Records for this exercise
☆ ☆ ☆ ☆ ☆ ☆ ☆

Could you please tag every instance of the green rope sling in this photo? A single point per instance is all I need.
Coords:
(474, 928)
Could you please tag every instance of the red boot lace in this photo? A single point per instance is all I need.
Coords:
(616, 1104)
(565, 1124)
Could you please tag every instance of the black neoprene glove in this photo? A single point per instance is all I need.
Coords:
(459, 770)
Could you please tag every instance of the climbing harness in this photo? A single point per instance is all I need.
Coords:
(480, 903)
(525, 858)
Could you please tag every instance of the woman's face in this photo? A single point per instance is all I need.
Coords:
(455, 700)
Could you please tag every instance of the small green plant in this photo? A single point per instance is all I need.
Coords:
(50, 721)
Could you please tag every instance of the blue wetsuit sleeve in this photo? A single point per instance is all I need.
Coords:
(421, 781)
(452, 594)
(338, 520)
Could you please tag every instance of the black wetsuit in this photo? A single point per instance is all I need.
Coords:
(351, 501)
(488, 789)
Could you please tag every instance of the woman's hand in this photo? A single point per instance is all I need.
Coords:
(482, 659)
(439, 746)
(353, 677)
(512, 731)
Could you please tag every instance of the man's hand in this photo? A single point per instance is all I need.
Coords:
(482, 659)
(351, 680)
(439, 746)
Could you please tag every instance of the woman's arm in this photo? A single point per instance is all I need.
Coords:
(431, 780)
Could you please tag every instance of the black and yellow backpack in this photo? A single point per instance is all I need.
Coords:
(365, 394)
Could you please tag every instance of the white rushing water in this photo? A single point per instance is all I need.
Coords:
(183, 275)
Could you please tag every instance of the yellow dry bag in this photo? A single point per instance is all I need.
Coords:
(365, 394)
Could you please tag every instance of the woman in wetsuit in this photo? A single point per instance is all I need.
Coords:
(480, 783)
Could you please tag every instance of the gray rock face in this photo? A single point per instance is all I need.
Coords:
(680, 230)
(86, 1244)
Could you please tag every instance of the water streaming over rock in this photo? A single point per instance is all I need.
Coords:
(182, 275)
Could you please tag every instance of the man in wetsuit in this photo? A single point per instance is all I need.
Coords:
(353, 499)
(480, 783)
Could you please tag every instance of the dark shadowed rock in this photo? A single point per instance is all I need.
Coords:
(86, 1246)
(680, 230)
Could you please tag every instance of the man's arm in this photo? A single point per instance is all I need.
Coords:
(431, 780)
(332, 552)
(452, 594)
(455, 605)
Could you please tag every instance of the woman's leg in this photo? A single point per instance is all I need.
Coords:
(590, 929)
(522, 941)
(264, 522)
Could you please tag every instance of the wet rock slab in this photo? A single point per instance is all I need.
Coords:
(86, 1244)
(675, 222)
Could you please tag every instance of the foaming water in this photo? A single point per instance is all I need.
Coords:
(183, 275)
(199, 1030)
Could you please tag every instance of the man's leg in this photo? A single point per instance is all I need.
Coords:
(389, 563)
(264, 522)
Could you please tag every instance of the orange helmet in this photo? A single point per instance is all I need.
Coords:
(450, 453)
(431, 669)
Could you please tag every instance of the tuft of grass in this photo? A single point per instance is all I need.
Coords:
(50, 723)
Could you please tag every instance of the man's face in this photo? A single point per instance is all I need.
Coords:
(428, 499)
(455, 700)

☆ ☆ ☆ ☆ ☆ ☆ ☆

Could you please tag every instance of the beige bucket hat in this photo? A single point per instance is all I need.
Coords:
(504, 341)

☆ ☆ ☆ ☆ ☆ ☆ ☆

Brief
Please work out how many lines in this listing contain "green", then give only that number.

Response area
2